> _Task to complete_: At the line containing "Need: a dot on every instance of the dress", begin setting down the entries exactly, and stop only after the last line.

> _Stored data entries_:
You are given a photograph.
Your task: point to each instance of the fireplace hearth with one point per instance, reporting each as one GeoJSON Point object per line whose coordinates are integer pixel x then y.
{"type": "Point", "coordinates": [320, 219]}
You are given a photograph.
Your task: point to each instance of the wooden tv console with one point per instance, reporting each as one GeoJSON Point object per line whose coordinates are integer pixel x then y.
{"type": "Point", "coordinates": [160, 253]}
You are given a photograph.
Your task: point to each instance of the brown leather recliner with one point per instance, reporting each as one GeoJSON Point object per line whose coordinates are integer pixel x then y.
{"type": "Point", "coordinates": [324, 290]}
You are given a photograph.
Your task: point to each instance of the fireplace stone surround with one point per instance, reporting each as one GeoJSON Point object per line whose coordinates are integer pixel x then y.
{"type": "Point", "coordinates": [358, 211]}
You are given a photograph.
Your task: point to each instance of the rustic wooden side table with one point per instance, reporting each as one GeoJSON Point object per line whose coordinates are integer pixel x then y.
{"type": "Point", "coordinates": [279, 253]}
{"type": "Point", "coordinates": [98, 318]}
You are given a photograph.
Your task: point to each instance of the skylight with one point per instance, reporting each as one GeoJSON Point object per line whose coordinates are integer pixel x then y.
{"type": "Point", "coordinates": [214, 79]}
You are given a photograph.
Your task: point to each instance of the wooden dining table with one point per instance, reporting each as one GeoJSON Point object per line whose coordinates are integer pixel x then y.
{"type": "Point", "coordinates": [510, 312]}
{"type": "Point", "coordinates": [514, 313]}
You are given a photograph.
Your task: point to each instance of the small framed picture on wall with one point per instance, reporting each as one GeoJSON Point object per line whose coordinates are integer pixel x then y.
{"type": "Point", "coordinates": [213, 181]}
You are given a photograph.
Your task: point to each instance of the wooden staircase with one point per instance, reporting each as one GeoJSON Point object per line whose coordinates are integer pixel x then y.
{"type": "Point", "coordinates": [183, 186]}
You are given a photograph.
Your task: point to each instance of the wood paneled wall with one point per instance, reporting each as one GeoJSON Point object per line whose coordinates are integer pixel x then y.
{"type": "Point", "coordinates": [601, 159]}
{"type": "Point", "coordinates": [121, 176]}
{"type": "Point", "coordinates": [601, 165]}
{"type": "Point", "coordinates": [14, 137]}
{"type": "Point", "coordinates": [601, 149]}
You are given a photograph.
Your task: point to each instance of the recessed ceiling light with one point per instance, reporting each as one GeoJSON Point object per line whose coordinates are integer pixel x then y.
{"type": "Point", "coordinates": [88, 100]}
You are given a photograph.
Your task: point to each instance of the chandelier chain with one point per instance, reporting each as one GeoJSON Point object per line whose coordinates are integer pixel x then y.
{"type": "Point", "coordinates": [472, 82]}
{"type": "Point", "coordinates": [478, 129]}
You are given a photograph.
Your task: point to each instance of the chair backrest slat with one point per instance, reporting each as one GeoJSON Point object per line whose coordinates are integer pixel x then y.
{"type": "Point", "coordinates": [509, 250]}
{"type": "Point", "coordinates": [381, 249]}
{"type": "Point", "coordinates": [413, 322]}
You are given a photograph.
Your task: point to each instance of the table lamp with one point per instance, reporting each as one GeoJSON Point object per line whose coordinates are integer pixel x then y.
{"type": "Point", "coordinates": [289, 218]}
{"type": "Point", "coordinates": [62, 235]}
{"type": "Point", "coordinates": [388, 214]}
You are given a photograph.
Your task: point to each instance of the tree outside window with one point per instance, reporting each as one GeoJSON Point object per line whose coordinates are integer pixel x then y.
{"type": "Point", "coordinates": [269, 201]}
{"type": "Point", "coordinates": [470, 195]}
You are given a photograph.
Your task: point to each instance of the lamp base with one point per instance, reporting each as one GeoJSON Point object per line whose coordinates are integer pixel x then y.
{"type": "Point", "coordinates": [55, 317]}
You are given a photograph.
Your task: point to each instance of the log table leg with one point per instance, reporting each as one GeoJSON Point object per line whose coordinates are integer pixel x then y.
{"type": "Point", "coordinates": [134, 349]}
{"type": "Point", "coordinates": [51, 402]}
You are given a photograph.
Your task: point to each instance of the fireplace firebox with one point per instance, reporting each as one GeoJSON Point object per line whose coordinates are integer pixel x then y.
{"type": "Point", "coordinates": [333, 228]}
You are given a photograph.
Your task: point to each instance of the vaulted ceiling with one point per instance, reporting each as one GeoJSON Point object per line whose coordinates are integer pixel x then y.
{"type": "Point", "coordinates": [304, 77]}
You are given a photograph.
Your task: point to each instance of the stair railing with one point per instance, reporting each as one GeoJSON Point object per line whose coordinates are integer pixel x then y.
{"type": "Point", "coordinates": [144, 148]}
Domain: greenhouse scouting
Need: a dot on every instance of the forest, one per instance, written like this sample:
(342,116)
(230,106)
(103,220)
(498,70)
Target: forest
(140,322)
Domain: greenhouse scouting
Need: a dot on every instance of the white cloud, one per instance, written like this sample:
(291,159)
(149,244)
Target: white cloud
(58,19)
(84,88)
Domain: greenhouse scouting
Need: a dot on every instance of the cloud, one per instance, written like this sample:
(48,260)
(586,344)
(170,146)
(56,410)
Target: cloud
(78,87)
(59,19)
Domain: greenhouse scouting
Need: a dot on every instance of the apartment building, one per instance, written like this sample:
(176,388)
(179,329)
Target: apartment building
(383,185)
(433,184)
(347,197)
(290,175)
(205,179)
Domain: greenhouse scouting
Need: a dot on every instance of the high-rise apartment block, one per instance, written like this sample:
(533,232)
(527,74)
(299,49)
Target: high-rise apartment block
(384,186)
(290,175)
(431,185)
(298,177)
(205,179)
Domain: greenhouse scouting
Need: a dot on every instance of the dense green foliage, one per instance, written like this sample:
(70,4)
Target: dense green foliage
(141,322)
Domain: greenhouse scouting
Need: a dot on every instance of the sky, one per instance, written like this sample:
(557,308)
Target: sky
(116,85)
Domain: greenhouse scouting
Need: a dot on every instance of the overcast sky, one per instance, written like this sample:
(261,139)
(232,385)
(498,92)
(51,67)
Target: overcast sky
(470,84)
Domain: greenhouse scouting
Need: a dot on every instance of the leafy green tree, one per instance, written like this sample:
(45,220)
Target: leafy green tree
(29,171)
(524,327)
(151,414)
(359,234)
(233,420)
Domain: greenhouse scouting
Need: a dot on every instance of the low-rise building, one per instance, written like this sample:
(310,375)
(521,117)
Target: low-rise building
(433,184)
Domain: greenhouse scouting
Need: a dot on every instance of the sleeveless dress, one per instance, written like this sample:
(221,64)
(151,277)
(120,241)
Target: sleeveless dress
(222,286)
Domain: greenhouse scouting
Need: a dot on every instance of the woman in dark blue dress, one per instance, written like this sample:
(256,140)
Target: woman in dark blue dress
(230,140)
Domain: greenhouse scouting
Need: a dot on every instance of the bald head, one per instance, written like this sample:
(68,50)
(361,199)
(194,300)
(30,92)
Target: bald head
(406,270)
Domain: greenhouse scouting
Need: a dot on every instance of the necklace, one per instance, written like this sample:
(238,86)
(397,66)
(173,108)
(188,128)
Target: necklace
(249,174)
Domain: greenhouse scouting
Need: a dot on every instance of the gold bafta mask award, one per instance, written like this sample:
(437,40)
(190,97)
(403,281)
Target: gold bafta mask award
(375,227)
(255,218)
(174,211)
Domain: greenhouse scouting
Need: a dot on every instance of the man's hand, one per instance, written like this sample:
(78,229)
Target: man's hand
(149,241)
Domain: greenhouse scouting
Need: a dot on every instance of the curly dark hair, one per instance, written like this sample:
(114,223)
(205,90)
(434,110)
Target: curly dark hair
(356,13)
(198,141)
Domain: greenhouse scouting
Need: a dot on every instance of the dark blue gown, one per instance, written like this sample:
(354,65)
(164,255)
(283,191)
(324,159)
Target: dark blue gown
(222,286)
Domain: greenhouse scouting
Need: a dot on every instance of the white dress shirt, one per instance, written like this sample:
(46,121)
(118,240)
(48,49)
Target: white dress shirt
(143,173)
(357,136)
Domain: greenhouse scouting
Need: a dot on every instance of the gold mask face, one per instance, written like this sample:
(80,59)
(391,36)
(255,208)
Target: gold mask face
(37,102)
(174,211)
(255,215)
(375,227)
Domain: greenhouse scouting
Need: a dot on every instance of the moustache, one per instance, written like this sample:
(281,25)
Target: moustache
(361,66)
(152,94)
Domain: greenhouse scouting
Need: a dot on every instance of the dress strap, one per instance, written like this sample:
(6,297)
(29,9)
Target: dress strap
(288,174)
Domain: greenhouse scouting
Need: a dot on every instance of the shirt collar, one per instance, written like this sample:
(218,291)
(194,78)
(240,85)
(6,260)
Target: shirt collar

> _Solution to the problem_:
Need: a dot on every instance of the dress strap, one per instance, written like this sample:
(6,297)
(29,9)
Target: dress strap
(288,174)
Domain: greenhouse scouting
Need: a dot on every instance of the shirt collar, one per instance, written like this sample:
(218,291)
(194,78)
(240,85)
(6,260)
Target: shirt collar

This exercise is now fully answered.